--- Tasks to carry out ---
(a) According to the excerpt on French music, around what year was Piccini called to Paris to reform the grand opera?
(b) Continue the excerpt on French music from the point where it stops.

The undeviating and uniform identity of the features and general character of countenance, which accompany the Jews, wherever they settle, is one of the most curious phenomena in nature; climate and all those physical circumstances belonging to localities, which work such wonderful changes in the physical character of man, appear to have no influence upon the tribe of Israel. The circumcised of Monmouth-street is as like that of Judea-Gape, in Frankfort, as two individuals of the same nation can be; let them be by birth and residence German, English, Russian, Portuguese, or Polish, still the one and only set of features belonging to the race will be seen equally in all.—Granville's, Tour.

FRENCH MUSIC

About the year 1760, Piccini, who was the Rossini of his day, was called to Paris to reform the grand opera. The French, roused by the elegant tirades of Rousseau, and the piquant witticisms of all the foreigners who visited Paris, began to conceive it possible that their music was not the finest in the world. The reform which Piccini introduced, was however, but partial, and the French insisted on having Italian music adapted to French words. They have still an opera of their own; but nothing can be more noisy, or less harmonious than the music at the Académie Royale—all tumult, glitter, and show. There is no ballet, except that incidental to the opera; but in scenery and machinery they surprise the English visiter. The French military bands too are equally discordant; so fond are they of drums, that they seem to have converted the tympana of their ears into parchment.

--- Information provided ---
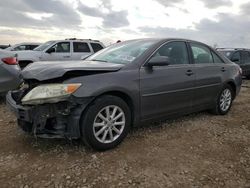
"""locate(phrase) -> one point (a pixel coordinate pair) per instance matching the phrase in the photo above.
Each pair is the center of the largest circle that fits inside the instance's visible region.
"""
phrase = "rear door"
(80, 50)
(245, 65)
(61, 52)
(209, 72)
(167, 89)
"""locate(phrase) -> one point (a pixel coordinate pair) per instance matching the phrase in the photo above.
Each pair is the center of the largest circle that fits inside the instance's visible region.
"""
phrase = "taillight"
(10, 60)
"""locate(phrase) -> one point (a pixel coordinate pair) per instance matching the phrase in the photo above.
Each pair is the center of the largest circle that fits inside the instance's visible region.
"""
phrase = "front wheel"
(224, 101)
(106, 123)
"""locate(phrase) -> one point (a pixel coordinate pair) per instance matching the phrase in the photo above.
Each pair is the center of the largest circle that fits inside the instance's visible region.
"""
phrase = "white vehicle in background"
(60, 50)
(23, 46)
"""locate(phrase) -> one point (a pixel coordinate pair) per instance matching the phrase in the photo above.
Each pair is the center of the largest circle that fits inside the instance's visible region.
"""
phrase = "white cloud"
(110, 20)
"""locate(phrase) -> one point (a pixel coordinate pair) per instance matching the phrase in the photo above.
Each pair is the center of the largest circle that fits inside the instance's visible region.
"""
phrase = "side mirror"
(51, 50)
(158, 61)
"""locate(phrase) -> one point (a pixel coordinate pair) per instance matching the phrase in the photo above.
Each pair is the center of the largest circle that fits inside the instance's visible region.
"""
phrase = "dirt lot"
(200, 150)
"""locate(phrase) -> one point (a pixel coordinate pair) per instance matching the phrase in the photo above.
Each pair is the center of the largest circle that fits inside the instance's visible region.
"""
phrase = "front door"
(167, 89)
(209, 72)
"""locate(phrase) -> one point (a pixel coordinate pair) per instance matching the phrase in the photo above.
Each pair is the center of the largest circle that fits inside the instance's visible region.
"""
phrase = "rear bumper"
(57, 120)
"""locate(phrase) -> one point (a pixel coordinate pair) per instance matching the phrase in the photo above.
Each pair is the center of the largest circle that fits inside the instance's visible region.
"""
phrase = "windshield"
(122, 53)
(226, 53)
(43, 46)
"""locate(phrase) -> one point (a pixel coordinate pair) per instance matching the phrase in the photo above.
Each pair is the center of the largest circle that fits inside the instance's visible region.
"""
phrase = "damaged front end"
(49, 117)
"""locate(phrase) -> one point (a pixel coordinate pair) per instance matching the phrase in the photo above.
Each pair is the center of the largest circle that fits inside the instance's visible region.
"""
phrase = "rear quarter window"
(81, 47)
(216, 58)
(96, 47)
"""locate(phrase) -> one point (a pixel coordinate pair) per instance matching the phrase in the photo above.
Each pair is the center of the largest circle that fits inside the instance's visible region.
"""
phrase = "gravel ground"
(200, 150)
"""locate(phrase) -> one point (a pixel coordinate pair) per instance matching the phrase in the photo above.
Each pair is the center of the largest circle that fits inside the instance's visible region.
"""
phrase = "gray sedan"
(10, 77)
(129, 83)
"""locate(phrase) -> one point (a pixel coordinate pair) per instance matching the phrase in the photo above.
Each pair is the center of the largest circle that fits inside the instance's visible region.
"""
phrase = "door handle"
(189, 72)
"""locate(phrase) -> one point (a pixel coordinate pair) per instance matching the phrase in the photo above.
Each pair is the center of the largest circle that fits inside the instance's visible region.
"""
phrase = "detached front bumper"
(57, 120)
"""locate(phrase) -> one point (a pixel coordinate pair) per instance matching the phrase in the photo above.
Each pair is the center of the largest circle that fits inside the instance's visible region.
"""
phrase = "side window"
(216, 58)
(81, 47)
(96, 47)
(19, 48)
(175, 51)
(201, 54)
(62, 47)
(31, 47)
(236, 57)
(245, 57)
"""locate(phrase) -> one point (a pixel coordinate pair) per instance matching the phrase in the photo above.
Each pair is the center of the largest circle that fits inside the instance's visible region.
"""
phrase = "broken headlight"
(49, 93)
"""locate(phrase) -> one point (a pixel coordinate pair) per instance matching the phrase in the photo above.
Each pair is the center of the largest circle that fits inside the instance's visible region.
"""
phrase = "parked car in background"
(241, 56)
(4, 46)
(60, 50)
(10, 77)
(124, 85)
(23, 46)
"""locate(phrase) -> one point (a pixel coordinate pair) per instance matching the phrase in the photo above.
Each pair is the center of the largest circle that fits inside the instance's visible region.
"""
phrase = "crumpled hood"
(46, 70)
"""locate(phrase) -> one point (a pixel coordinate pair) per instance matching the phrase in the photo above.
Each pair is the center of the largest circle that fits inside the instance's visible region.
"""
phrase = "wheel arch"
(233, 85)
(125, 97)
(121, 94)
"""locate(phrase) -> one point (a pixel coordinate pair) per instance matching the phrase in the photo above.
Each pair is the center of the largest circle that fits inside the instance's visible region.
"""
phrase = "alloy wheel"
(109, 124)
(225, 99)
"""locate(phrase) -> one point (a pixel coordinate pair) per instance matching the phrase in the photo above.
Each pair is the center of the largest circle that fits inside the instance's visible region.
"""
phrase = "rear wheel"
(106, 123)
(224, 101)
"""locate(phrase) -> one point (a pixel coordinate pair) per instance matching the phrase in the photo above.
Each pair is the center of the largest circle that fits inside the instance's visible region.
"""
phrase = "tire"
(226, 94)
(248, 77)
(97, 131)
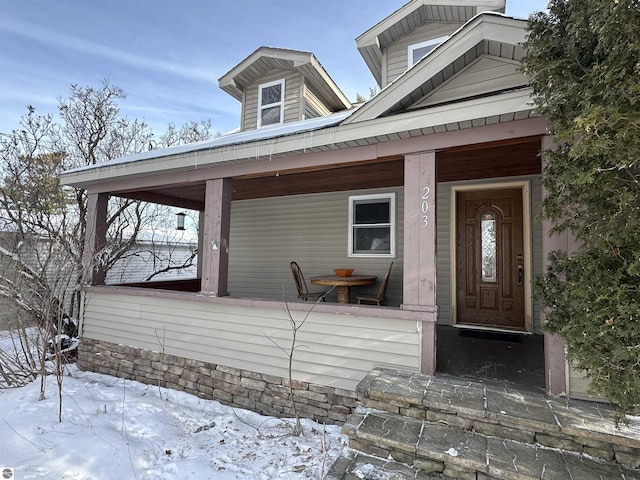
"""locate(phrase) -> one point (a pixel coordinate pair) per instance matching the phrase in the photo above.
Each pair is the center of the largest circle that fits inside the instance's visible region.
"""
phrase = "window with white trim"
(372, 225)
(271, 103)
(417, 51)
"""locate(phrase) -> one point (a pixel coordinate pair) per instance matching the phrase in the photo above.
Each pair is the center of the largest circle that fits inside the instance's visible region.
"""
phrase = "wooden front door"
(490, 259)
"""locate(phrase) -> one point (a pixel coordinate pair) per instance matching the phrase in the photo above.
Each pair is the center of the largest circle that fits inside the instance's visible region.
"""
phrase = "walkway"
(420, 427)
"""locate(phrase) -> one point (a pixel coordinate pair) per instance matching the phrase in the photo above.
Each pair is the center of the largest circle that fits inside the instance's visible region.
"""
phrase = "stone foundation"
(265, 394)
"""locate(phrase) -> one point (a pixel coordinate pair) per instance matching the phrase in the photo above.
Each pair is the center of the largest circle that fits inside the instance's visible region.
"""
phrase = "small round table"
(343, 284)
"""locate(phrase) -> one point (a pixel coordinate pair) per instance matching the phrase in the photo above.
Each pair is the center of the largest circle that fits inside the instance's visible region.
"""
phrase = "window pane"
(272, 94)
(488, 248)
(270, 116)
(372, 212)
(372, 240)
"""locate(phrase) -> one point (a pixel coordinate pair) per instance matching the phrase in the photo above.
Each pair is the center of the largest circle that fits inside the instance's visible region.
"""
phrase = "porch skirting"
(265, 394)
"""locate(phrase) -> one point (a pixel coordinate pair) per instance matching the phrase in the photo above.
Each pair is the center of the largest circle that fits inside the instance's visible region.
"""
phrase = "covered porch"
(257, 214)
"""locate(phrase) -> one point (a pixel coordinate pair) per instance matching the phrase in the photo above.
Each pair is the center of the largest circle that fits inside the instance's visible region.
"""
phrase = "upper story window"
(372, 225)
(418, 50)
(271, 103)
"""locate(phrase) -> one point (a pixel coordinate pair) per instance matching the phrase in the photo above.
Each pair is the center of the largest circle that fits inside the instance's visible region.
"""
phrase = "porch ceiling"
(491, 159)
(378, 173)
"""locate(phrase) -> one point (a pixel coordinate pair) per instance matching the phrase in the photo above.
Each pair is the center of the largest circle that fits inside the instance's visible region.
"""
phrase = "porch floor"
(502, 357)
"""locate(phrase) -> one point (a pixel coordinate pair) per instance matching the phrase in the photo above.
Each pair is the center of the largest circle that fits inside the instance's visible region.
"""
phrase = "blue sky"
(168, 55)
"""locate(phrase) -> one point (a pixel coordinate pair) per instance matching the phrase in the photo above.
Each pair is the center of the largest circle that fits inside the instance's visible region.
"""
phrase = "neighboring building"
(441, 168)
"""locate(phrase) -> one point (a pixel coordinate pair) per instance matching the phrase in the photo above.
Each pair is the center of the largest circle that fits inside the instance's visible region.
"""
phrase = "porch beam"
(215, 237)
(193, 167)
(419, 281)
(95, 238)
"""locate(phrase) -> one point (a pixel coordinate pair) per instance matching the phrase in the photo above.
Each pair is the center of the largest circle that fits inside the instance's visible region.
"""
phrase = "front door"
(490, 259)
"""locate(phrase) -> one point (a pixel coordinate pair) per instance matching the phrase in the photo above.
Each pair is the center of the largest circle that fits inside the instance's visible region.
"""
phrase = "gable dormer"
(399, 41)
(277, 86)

--- Results of the exercise ---
(a) About the year 1760.

(b)
MATHEMATICS

We consider it quite possible to bring down to ordinary capacities even the truths of pure mathematics, by the substitution of a less general and precise species of evidence. We have ourselves made the attempt, and hence we are satisfied of its entire practicability. Into what a small space would the useful and practical truths of geometry be reduced, were we to dispense with the auxiliary propositions which are required merely to complete the rigid process of demonstration. How simple, for example, would be the doctrine of parallel lines!—Foreign Review.

THE SOUTH SEAS

The government of the United States are fitting out a commercial expedition to explore the South Seas. The vessels are to stay long enough to complete the necessary inquiries, to ensure the safety of the traders, and to give time for the establishment and consolidation of relations of reciprocal utility. The advantages which it is evident America must derive from this undertaking will, it is supposed, not cost more than 50,000 dollars—Lit. Gaz.

THE OPERA

Rousseau defines the opera to be a dramatic, lyrical, and scenic representation, in which agreeable sensations are conveyed by the combined effect of all the fine arts, the poetry and action being addressed to the mind, the music to the ear, and the scenic decorations to the eye of the spectator.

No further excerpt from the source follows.